Dataset excerpts

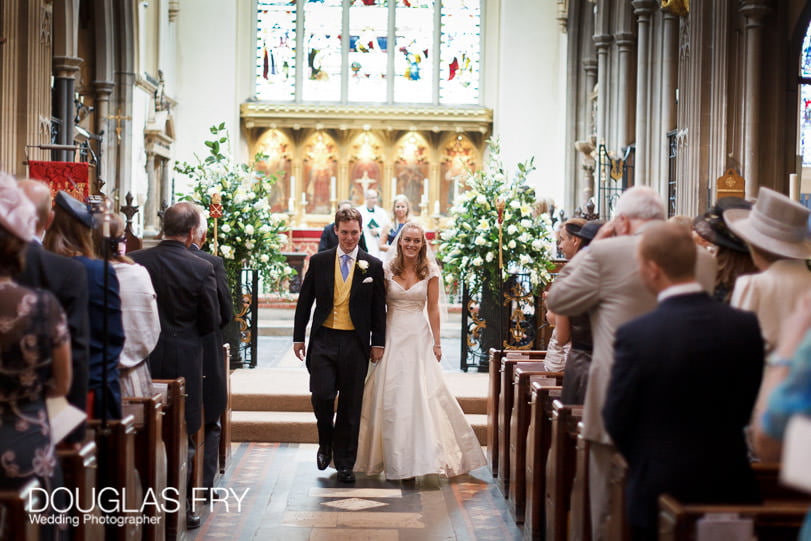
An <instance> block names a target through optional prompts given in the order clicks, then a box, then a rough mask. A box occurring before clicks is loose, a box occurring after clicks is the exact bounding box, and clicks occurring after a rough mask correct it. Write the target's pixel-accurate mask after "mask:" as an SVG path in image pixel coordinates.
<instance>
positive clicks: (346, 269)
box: [341, 254, 352, 282]
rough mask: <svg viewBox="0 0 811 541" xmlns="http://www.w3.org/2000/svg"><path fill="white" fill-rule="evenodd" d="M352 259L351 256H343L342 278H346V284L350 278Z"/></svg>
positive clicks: (346, 255) (341, 268) (341, 273)
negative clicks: (350, 261) (351, 260)
mask: <svg viewBox="0 0 811 541" xmlns="http://www.w3.org/2000/svg"><path fill="white" fill-rule="evenodd" d="M350 259H352V256H350V255H349V254H344V255H342V256H341V276H343V277H344V282H346V277H347V276H349V260H350Z"/></svg>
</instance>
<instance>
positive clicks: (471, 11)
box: [256, 0, 482, 105]
mask: <svg viewBox="0 0 811 541" xmlns="http://www.w3.org/2000/svg"><path fill="white" fill-rule="evenodd" d="M481 4H482V0H257V43H256V97H257V99H259V100H266V101H274V102H289V101H293V102H296V103H303V102H333V103H386V104H396V103H404V104H405V103H425V104H434V105H441V104H449V105H475V104H478V103H479V101H480V90H479V79H480V77H479V71H480V68H481V43H482V39H481V16H482V9H481ZM344 38H346V39H344Z"/></svg>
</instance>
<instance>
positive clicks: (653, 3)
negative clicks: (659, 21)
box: [631, 0, 659, 22]
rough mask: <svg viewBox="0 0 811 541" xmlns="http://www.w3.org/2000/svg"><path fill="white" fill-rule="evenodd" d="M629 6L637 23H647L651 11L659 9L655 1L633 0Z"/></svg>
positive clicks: (653, 10) (650, 12) (656, 2)
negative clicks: (633, 9) (632, 9)
mask: <svg viewBox="0 0 811 541" xmlns="http://www.w3.org/2000/svg"><path fill="white" fill-rule="evenodd" d="M631 5H632V6H633V7H634V15H636V20H637V22H647V21H649V20H650V17H651V15H652V14H653V11H654V10H655V9H656V8H657V7H659V4H658V2H656V0H633V2H631Z"/></svg>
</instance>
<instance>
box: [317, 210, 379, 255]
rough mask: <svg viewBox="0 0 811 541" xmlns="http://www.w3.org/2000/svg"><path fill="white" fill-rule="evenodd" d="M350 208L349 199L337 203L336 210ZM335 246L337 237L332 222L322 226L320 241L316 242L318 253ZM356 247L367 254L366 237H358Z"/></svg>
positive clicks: (337, 238)
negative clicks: (317, 249) (316, 242)
mask: <svg viewBox="0 0 811 541" xmlns="http://www.w3.org/2000/svg"><path fill="white" fill-rule="evenodd" d="M351 208H352V201H350V200H349V199H344V200H343V201H341V202H340V203H338V210H341V209H351ZM336 246H338V235H336V234H335V222H333V223H331V224H327V225H325V226H324V230H323V231H322V232H321V240H320V241H318V251H319V252H325V251H327V250H329V249H330V248H335V247H336ZM358 246H360V249H361V250H363V251H364V252H368V250H367V249H366V237H364V236H363V235H361V236H360V242H359V243H358Z"/></svg>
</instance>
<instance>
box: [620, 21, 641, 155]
mask: <svg viewBox="0 0 811 541" xmlns="http://www.w3.org/2000/svg"><path fill="white" fill-rule="evenodd" d="M614 41H615V42H616V43H617V49H618V51H619V80H620V82H621V86H620V88H619V103H618V104H617V106H618V111H617V136H618V137H617V141H616V149H617V150H618V151H620V150H622V149H623V148H625V147H626V146H628V145H629V144H630V143H631V142H633V140H634V136H633V134H632V133H631V132H630V124H631V122H632V121H633V112H632V111H631V97H632V96H631V92H633V89H632V87H631V85H630V83H631V81H632V80H633V72H632V71H631V53H632V52H633V50H634V35H633V34H631V33H630V32H620V33H618V34H616V35H615V36H614ZM637 98H638V97H637ZM637 101H638V100H637Z"/></svg>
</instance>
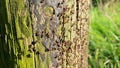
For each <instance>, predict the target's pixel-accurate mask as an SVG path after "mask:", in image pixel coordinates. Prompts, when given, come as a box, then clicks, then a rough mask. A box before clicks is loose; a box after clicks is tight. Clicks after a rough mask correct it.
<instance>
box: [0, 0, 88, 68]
mask: <svg viewBox="0 0 120 68" xmlns="http://www.w3.org/2000/svg"><path fill="white" fill-rule="evenodd" d="M89 2H90V1H89V0H1V2H0V19H1V20H0V68H88V43H89V40H88V25H89V16H88V15H89V14H88V13H89V4H90V3H89Z"/></svg>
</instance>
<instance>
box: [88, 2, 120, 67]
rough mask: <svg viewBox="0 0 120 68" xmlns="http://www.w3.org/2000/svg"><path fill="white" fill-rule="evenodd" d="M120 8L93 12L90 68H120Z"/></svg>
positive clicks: (117, 4) (90, 53)
mask: <svg viewBox="0 0 120 68" xmlns="http://www.w3.org/2000/svg"><path fill="white" fill-rule="evenodd" d="M119 6H120V5H119V4H117V3H116V5H112V7H107V8H104V10H103V11H102V12H101V11H99V9H98V8H92V10H91V24H90V45H89V68H120V8H119Z"/></svg>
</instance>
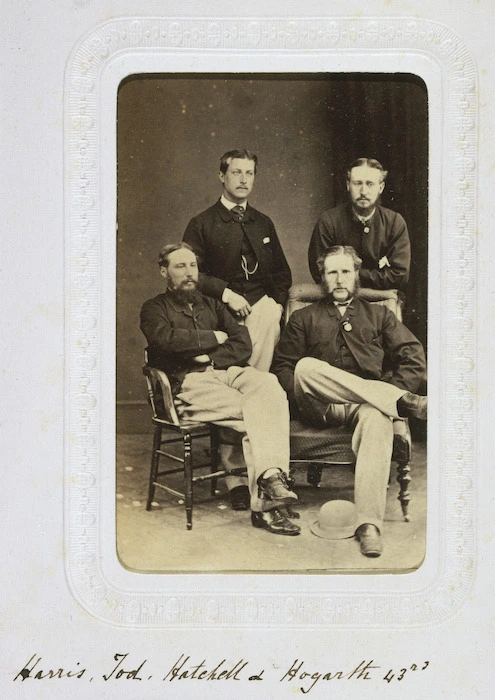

Required work:
Copy out all the rows above word for word, leaving out the pictures.

Your response:
An <instance> block names a target through optional prompts given in the order clicks, then a box, then a rough mask. A box occurring before clicks is loose, a box occurring after clicks is the exact bounding box, and clicks occurring after a rough mask correct it. Write the target's pixel-accurate mask after "mask:" as an SVG path in image pixel coordinates.
<instance>
positive clicks: (346, 269)
box: [341, 254, 352, 282]
rough mask: <svg viewBox="0 0 811 541" xmlns="http://www.w3.org/2000/svg"><path fill="white" fill-rule="evenodd" d="M352 259L351 256H343L342 278H346V284L350 278Z"/></svg>
positive clicks: (346, 255) (341, 268) (341, 273)
negative clicks: (350, 261) (351, 260)
mask: <svg viewBox="0 0 811 541" xmlns="http://www.w3.org/2000/svg"><path fill="white" fill-rule="evenodd" d="M350 259H352V256H350V255H349V254H344V255H342V256H341V276H343V277H344V282H346V277H347V276H349V260H350Z"/></svg>
</instance>
<instance>
positive clicks: (471, 11)
box: [256, 0, 482, 105]
mask: <svg viewBox="0 0 811 541" xmlns="http://www.w3.org/2000/svg"><path fill="white" fill-rule="evenodd" d="M481 4H482V0H257V43H256V97H257V99H259V100H266V101H274V102H289V101H293V102H296V103H303V102H333V103H386V104H396V103H404V104H405V103H425V104H434V105H441V104H449V105H475V104H478V103H479V101H480V90H479V79H480V77H479V71H480V68H481V43H482V39H481V16H482V9H481ZM344 38H346V39H344Z"/></svg>
</instance>
<instance>
positive clicks: (653, 3)
negative clicks: (659, 21)
box: [631, 0, 659, 22]
rough mask: <svg viewBox="0 0 811 541" xmlns="http://www.w3.org/2000/svg"><path fill="white" fill-rule="evenodd" d="M629 6L637 23H647L651 11L659 9L655 1L633 0Z"/></svg>
positive clicks: (653, 10) (650, 12) (656, 2)
negative clicks: (633, 9) (632, 9)
mask: <svg viewBox="0 0 811 541" xmlns="http://www.w3.org/2000/svg"><path fill="white" fill-rule="evenodd" d="M631 5H632V6H633V7H634V15H636V20H637V22H647V21H649V20H650V17H651V15H652V14H653V11H654V10H655V9H656V8H657V7H659V4H658V2H656V0H633V2H631Z"/></svg>
</instance>
<instance>
box: [317, 210, 379, 255]
rough mask: <svg viewBox="0 0 811 541" xmlns="http://www.w3.org/2000/svg"><path fill="white" fill-rule="evenodd" d="M350 208L349 199L337 203L336 210ZM335 246L337 237L332 222L322 226L320 241L316 242L318 253ZM356 247L367 254L366 237H358Z"/></svg>
positive clicks: (337, 238)
negative clicks: (317, 249) (316, 242)
mask: <svg viewBox="0 0 811 541" xmlns="http://www.w3.org/2000/svg"><path fill="white" fill-rule="evenodd" d="M351 208H352V201H350V200H349V199H344V200H343V201H341V202H340V203H338V210H341V209H351ZM336 246H338V235H336V234H335V222H333V223H331V224H327V225H325V226H324V230H323V231H322V232H321V240H320V241H318V251H319V252H325V251H327V250H329V249H330V248H335V247H336ZM358 246H360V249H361V250H363V251H364V252H368V250H367V249H366V237H364V236H363V235H361V236H360V242H359V243H358Z"/></svg>
</instance>
<instance>
box: [620, 21, 641, 155]
mask: <svg viewBox="0 0 811 541" xmlns="http://www.w3.org/2000/svg"><path fill="white" fill-rule="evenodd" d="M614 41H615V42H616V43H617V49H618V51H619V80H620V82H621V86H620V88H619V103H618V104H617V106H618V111H617V136H618V137H617V141H616V149H617V150H618V151H620V150H622V149H623V148H625V147H626V146H628V145H629V144H630V143H631V142H633V140H634V136H633V134H632V133H631V132H630V124H631V122H632V121H633V112H632V111H631V97H632V96H631V92H633V89H632V87H631V85H630V83H631V81H632V80H633V72H632V71H631V53H632V52H633V50H634V35H633V34H631V33H630V32H620V33H618V34H616V35H615V36H614ZM637 98H638V97H637ZM637 101H638V100H637Z"/></svg>
</instance>
For each <instance>, predict the target's pixel-accurate mask as an SVG path after "mask:", in image pixel coordinates. Prompts, when given, come as a box, then clicks, then a rough mask. A box before clicks is loose; a box after clicks is tight. Clicks after a rough mask correct it.
<instance>
box: [0, 0, 88, 68]
mask: <svg viewBox="0 0 120 68" xmlns="http://www.w3.org/2000/svg"><path fill="white" fill-rule="evenodd" d="M89 2H90V1H89V0H1V2H0V19H1V20H0V68H88V43H89V40H88V25H89V16H88V15H89V14H88V13H89V4H90V3H89Z"/></svg>
</instance>
<instance>
box: [88, 2, 120, 67]
rough mask: <svg viewBox="0 0 120 68" xmlns="http://www.w3.org/2000/svg"><path fill="white" fill-rule="evenodd" d="M120 8L93 12L90 68H120Z"/></svg>
positive clicks: (117, 4) (90, 53)
mask: <svg viewBox="0 0 120 68" xmlns="http://www.w3.org/2000/svg"><path fill="white" fill-rule="evenodd" d="M119 6H120V5H119V4H117V3H116V5H112V7H107V8H104V10H103V11H102V12H101V11H99V9H98V8H92V10H91V24H90V45H89V68H120V8H119Z"/></svg>
</instance>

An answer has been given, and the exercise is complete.